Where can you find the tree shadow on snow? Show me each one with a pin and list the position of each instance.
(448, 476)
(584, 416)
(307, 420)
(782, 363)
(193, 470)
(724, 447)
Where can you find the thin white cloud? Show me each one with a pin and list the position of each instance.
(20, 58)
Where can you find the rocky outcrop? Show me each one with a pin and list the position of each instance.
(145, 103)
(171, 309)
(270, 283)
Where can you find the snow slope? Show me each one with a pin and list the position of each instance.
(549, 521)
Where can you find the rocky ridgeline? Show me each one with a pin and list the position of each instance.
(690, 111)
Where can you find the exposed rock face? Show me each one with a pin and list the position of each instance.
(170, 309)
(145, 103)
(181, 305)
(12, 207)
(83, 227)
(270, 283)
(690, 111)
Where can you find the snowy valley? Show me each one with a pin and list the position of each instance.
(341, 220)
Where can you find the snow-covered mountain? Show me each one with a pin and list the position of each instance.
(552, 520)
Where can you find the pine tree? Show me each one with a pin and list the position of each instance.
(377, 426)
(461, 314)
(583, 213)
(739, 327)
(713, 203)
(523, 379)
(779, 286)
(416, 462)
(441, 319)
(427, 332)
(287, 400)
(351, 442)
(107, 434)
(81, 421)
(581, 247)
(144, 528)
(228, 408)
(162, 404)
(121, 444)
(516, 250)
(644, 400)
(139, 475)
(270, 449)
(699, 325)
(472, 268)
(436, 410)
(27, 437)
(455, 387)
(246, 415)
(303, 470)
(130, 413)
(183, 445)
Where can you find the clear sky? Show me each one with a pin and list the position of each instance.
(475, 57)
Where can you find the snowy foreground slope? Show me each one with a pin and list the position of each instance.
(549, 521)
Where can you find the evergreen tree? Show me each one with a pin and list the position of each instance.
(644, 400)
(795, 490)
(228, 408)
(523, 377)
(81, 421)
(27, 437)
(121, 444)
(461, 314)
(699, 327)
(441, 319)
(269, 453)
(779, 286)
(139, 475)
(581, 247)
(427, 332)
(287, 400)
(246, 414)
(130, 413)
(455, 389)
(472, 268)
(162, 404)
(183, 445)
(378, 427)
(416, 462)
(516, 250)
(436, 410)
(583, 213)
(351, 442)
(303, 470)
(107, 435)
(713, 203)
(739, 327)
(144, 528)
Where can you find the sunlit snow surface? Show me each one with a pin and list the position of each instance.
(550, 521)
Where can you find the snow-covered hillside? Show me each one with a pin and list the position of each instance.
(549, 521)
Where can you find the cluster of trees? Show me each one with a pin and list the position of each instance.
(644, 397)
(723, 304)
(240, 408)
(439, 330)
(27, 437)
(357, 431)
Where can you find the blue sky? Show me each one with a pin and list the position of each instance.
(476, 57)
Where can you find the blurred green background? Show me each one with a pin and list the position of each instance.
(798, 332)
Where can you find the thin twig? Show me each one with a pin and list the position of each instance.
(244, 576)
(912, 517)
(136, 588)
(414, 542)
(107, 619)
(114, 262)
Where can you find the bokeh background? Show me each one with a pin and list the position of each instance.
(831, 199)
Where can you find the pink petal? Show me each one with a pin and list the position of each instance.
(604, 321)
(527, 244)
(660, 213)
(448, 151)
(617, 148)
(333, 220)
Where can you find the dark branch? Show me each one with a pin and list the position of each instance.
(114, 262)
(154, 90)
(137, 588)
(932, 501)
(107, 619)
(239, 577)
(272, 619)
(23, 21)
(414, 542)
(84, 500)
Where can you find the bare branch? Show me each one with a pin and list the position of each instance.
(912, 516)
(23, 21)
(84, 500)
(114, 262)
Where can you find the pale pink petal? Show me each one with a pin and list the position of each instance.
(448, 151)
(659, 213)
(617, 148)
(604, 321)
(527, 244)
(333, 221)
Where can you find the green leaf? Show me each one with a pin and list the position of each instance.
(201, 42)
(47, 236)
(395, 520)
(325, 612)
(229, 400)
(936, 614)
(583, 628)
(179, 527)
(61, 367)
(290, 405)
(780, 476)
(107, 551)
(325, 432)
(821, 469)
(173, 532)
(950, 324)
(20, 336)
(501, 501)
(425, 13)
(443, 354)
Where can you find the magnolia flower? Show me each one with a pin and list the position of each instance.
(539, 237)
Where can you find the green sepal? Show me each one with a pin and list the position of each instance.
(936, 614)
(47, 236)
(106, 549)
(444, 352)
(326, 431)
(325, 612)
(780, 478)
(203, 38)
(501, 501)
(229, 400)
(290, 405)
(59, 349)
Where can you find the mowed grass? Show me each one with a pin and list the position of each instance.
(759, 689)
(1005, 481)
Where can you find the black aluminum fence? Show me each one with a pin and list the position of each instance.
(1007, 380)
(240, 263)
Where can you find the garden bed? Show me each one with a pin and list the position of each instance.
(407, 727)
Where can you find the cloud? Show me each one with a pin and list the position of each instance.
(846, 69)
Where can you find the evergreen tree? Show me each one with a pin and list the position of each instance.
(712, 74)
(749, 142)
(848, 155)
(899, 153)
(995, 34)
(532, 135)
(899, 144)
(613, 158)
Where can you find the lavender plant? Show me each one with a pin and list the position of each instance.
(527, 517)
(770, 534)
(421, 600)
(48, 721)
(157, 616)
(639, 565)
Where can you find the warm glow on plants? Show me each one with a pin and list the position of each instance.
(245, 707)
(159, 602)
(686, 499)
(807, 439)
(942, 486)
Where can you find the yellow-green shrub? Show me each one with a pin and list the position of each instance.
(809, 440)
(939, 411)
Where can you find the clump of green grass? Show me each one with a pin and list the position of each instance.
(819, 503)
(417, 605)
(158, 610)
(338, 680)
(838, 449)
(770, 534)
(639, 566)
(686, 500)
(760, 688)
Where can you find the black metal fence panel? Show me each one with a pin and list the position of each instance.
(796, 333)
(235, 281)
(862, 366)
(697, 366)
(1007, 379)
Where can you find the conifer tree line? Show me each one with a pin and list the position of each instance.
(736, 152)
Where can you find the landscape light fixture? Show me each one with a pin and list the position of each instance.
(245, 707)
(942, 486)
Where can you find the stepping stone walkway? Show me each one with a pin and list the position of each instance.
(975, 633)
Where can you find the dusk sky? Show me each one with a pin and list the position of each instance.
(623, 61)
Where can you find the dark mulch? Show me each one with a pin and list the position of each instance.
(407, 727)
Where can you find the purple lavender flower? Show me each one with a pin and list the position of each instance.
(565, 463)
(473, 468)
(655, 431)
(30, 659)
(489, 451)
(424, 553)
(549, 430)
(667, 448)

▶ Task
Give exactly the lines from the one with "Where can you find the landscape" to the end of the entries, nothing before them.

▶ Exercise answer
Where can you find the landscape light fixture? Show me each one with a pin and list the position of each instance.
(245, 707)
(942, 486)
Where can you find the stepping stone walkway? Show me each one with a pin and list the position of each instance.
(975, 633)
Where can you find the dusk sky? Show me each one with a pin and list the position of each instance.
(623, 61)
Where can you find the dark mulch? Show me each one with a pin and list the position of each instance.
(407, 727)
Where can you find the purple lavender flower? Show me each one with a pin and list the position of each instance.
(565, 463)
(473, 468)
(655, 431)
(30, 659)
(489, 451)
(424, 553)
(549, 430)
(667, 448)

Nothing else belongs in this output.